> _Fragmento proporcionado_:
====
Finalizada la guerra civil el mundo del libro vivió una verdadera ofensiva de las
nuevas autoridades para controlarlo. Es muy significativa la frase que escribe el presidente del
Instituto Nacional del Libro (INLE), Julián Pemartín, en el primer número de la
revista Bibliografía Hispánica (Mayo- Junio 1942): “Tenemos que esgrimir
el arma del libro en todas direcciones y contra toda clase de enemigos…” Y esa
política se intentó llevar a rajatabla sobre todo en el primer periodo de la posguerra,
y donde la censura es el primer elemento, incluso para algún investigador casi
la única política del libro llevada por el régimen en esos primeros años. Lo
cierto es que el control que las autoridades ejercieron férreamente sobre la
radio, la prensa, el teatro o el cine jamás dio los mismos resultados con el
mundo del libro. ¿Por qué? Gabriel Andrés en su documentada visión de este
asunto, quizás esté acertando cuando escribe:
“En el entorno del libro, el Régimen encontró mayores dificultades de
las esperadas para imponerse y para disciplinar con sus consignas la voluntad
de una multitud de sujetos, protagonistas del mundo editorial no siempre
fáciles de gobernar: autores, editores, impresores, libreros, bibliotecarios,
traductores, ilustradores y, finalmente, los lectores que parecían mostrarse
pertinaz y calladamente insumisos ante las prácticas totalitarias anunciadas en
el ámbito de la lectura”. Esa política restrictiva sobre el libro iría suavizándose,
aunque no antes de la década de los cincuenta, donde aparecen novedosos medios
para acercar el libro a los ciudadanos como los primeros bibliobuses (ver
ilustración). En alguna ocasión hemos escrito sobre lo que sucedía en Jerez en
torno a este asunto, y la verdad es que no fue esta ciudad una “rara avis” dentro del panorama general.
====
[Elementos de datos]
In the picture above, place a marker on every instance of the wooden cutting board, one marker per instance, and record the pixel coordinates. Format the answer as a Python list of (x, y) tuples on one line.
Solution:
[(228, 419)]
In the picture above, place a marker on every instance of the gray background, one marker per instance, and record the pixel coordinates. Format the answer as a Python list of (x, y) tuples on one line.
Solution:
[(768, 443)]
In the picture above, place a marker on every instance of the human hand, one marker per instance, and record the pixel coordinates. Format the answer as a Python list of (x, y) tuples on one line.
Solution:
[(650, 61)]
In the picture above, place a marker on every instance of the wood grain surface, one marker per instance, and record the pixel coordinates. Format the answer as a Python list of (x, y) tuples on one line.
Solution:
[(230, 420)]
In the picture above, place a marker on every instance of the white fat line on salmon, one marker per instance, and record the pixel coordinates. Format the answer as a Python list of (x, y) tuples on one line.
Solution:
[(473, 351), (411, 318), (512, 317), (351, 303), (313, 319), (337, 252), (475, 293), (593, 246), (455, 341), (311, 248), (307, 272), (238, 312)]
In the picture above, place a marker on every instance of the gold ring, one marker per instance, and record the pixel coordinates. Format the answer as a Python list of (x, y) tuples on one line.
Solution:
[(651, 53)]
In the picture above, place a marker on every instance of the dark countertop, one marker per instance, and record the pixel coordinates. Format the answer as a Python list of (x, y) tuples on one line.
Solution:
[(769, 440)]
====
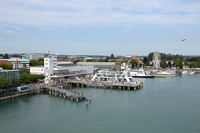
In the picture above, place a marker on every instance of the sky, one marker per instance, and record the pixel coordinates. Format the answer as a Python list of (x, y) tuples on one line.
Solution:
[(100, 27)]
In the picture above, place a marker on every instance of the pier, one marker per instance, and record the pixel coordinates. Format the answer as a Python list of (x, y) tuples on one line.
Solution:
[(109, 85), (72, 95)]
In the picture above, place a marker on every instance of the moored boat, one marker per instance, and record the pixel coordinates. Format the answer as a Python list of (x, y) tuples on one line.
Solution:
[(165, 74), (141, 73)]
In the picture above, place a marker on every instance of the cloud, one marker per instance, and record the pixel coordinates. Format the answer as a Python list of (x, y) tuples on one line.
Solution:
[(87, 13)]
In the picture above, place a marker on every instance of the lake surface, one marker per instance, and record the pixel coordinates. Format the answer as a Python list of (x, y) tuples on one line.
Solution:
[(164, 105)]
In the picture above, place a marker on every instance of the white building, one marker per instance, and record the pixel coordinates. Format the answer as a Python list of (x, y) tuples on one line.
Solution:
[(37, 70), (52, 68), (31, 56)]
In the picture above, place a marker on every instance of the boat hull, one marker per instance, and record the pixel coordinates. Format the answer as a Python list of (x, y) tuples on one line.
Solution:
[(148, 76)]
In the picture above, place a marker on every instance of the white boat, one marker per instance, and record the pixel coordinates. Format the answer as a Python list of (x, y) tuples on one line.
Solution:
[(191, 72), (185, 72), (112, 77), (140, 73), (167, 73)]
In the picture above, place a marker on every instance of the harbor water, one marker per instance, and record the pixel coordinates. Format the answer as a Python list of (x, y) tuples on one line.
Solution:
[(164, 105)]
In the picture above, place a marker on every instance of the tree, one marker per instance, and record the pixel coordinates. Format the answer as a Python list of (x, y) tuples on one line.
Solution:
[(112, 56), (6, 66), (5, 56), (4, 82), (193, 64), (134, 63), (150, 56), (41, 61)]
====
> _Objetivo_: Explica, según el fragmento sobre el libro en la posguerra, por qué el control de las autoridades no dio en el mundo del libro los mismos resultados que en la radio, la prensa, el teatro o el cine. Responde en una a tres oraciones.

> _Respuesta_: En el entorno del libro, el Régimen encontró más dificultades de las esperadas para imponerse y para disciplinar con sus consignas a una multitud de sujetos no siempre fáciles de gobernar: autores, editores, impresores, libreros, bibliotecarios, traductores e ilustradores. A ellos se sumaban los lectores, que parecían mostrarse pertinaz y calladamente insumisos ante las prácticas totalitarias anunciadas en el ámbito de la lectura.